**Written task**. Copy the stretch of the forum post on balancing motherhood and marriage from "Separating being a" through "a good wife?", swapping "husband" for "spouse".

**Passage provided**.
Separating being a mom and wife

United States
January 6, 2008 5:55pm CST
Do you ever find it hard to separate the two duties(for lack of a better word)? I love being both a wife and a mom and I know that I need to put my marriage first at times so that my kids will have a stable foundation, but it is hard and I don't think I'm that good at it. I do feel that I am a good wife and I am a good mom, but it is hard to turn off the mom part. What I mean, is at night when the kids are in bed and we have time to be alone I'm so tired from the day I just want to relax and read a book or watch tv. I don't want to have to be needed, but I am needed by my husband. He needs the closeness and the time too. How do you make the time or better yet, how do you have the energy to be a good wife?
4 responses
• United States
17 Jan 08
I totally understand what you are saying. As my children get older (7 & 5 now) it is getting easier. They are getting more independent and don't "need" me as much. I really struggled with this when I had my son (firstborn). It was all so new to me and my husband just didn't understand it even though I tried to explain it to him on several occasions. I think this is where going on dates with your husband on a regular basis is so important. We don't do it near as much as we should but when we do, it really gives our relationship a boost. We try not to talk about the children the whole time we are out. I am like you, at the end of the day, I like the quiet and just want some "me" time. . .without anyone pulling on me or wanting my attention. It seems selfish, but a woman can get lost in her "roles" and neglect her needs (quiet time, sleep, etc.). If you are too tired, too stressed and just drained of energy. . . you won't have anything to give anyone at all. . .so make sure you take that time for yourself to be "energized". . .do what you need to do to get there. You are in a season of life and all too quickly the children will grow up and leave the house. Enjoy them!!
• United States
17 Jan 08
Thank you for your post. It is so nice to be understood. You are right about the date thing. My husband and I just went on one the other evening. It took me about an hour to get out of mom mode, but once I did we really enjoyed the evening. It is nice to hear that it gets somewhat easier too. I have a while to go before I'm needed a little less, but I'll do my best to enjoy it all because it is true that it goes so fast! Happy days to you!
@cherriemae (3370)

**Material shown**.
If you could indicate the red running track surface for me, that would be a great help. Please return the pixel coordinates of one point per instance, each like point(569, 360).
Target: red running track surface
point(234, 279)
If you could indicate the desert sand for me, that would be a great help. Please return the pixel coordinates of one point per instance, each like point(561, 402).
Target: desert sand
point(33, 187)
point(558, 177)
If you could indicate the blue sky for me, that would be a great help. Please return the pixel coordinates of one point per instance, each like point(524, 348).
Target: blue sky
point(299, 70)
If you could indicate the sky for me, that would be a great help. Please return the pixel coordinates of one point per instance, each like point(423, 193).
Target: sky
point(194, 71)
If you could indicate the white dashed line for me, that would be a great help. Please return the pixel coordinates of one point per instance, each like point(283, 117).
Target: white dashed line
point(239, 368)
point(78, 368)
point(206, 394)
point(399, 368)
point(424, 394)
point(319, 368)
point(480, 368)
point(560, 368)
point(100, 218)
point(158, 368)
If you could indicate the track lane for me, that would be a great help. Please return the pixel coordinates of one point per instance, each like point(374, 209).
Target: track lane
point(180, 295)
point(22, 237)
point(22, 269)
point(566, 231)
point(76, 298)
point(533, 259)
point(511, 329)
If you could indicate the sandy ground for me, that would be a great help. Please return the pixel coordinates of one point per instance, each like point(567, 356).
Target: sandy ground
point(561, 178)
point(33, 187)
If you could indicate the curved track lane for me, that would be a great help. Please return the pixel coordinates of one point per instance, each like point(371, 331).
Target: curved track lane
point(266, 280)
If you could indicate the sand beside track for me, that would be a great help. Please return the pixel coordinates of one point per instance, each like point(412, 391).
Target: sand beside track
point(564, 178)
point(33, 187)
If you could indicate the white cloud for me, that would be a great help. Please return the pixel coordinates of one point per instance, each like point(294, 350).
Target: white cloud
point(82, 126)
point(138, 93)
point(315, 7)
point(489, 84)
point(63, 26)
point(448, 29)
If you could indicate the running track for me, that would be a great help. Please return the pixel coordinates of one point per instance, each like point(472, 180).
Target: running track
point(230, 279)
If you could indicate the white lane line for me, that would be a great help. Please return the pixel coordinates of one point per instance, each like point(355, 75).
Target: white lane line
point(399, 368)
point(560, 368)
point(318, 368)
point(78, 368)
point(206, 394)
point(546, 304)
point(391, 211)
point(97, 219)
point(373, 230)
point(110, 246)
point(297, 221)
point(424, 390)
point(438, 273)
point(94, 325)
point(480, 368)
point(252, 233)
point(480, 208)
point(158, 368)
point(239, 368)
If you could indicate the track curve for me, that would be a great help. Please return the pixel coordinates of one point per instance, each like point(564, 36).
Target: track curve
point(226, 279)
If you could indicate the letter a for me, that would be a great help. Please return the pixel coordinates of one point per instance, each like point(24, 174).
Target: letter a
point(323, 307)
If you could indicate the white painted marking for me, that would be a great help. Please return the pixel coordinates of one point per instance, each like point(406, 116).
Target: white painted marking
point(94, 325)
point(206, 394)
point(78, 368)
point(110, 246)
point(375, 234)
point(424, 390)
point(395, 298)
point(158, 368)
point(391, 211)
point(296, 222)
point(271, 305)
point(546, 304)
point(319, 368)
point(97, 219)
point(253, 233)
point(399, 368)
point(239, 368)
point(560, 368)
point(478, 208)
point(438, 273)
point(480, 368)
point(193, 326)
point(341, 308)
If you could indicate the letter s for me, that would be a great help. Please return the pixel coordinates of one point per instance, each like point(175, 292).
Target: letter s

**The solution**.
Separating being a mom and wife

United States
January 6, 2008 5:55pm CST
Do you ever find it hard to separate the two duties(for lack of a better word)? I love being both a wife and a mom and I know that I need to put my marriage first at times so that my kids will have a stable foundation, but it is hard and I don't think I'm that good at it. I do feel that I am a good wife and I am a good mom, but it is hard to turn off the mom part. What I mean, is at night when the kids are in bed and we have time to be alone I'm so tired from the day I just want to relax and read a book or watch tv. I don't want to have to be needed, but I am needed by my spouse. He needs the closeness and the time too. How do you make the time or better yet, how do you have the energy to be a good wife?